STATED GOAL
From the rows below, pull out every line that contains the string "buckle", matching case exactly, and copy each one unchanged.

++++++++++

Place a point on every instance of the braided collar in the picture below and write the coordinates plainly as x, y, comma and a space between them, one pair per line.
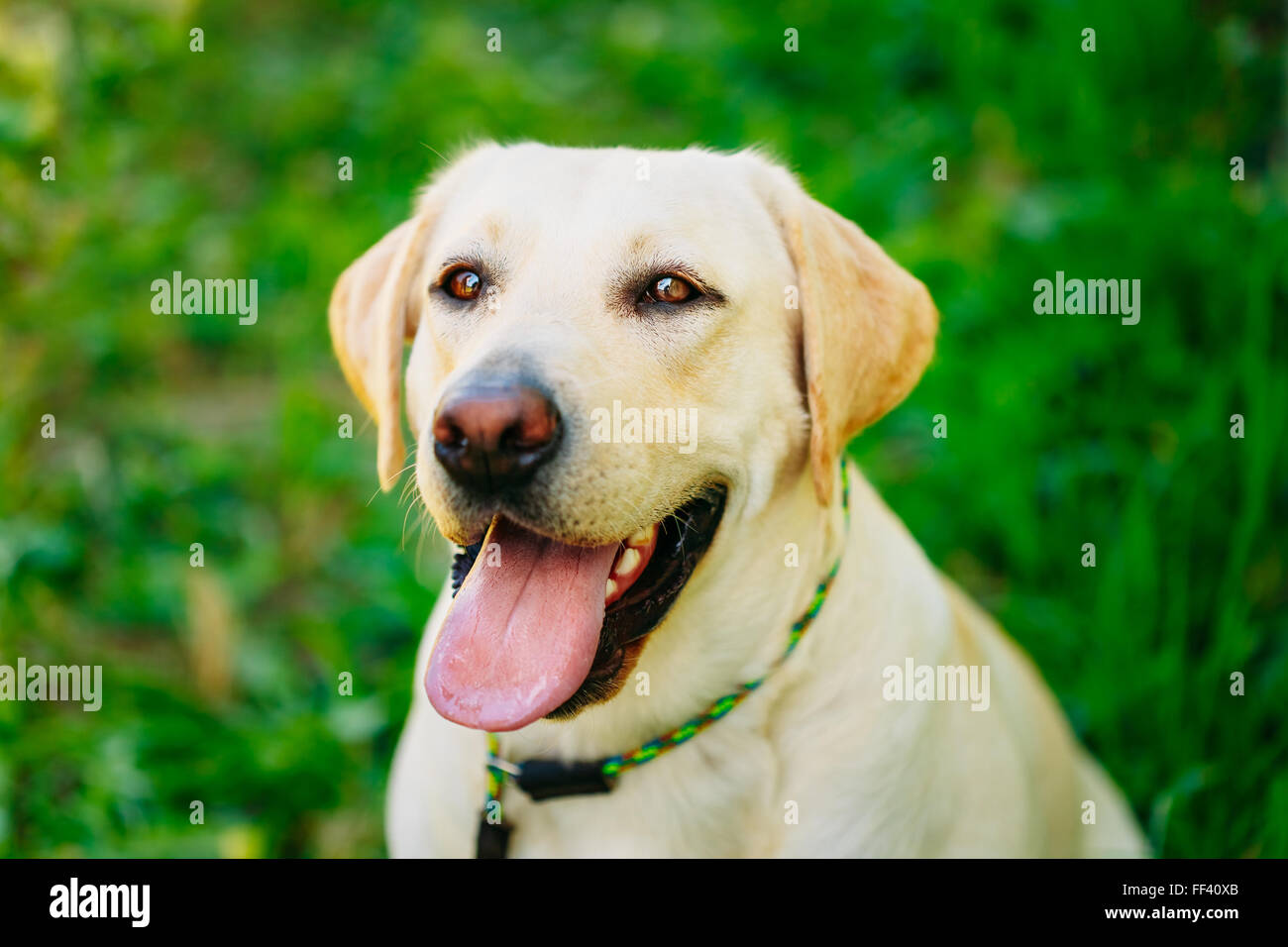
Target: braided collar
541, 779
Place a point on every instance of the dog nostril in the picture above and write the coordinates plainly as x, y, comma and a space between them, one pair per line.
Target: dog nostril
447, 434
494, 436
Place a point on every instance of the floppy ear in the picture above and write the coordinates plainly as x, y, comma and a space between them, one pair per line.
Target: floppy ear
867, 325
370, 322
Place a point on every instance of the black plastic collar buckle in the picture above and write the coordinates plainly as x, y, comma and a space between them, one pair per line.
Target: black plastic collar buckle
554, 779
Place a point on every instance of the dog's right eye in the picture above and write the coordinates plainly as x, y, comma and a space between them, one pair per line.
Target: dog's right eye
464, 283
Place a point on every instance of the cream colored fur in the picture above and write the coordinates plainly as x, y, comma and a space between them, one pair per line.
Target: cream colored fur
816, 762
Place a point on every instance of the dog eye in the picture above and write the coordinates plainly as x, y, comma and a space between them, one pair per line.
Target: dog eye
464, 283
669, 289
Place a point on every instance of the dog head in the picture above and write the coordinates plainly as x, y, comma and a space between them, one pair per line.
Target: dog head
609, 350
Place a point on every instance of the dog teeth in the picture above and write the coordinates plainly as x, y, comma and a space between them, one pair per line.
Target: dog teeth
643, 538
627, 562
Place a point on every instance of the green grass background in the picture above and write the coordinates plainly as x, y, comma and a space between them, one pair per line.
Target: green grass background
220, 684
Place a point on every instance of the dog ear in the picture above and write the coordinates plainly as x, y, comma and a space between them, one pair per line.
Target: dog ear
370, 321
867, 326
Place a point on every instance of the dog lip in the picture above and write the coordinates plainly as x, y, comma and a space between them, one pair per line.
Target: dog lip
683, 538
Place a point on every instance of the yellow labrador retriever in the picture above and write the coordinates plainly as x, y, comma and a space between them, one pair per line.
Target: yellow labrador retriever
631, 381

++++++++++

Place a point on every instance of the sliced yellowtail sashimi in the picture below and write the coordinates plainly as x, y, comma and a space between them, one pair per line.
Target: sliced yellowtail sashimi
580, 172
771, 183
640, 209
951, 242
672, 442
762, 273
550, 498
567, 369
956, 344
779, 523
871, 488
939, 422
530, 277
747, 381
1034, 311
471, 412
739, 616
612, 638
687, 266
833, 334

++++++++++

WRITTEN ANSWER
Place a point on every instance of the black plastic collar buckle in the picture above and write the coordinates plainly as x, y, comma and a space between them, one pair per line.
Target: black plastic collar buckle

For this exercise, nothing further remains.